* Instruction *
Write out the rows below line for line, without any change. Leave the picture out of your answer.

Dataset excerpt
● ● ● ● ● ● ●

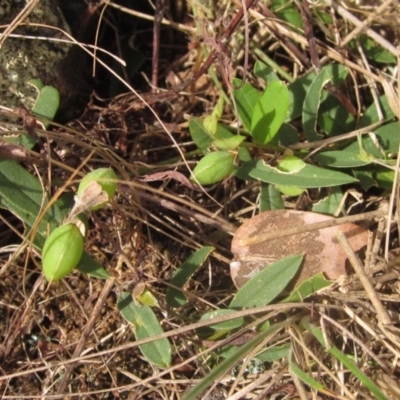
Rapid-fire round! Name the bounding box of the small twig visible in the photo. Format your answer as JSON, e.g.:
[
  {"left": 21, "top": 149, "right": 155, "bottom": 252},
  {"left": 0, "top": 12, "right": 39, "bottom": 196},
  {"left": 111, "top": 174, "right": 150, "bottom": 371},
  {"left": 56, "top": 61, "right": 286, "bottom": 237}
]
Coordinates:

● ● ● ● ● ● ●

* Task result *
Rapid-fire round! Name the bounding box of the small twig visible in the photo. Format your answer as JSON, e.g.:
[
  {"left": 21, "top": 149, "right": 155, "bottom": 252},
  {"left": 0, "top": 12, "right": 39, "bottom": 196},
  {"left": 111, "top": 174, "right": 150, "bottom": 371},
  {"left": 56, "top": 61, "right": 286, "bottom": 237}
]
Coordinates:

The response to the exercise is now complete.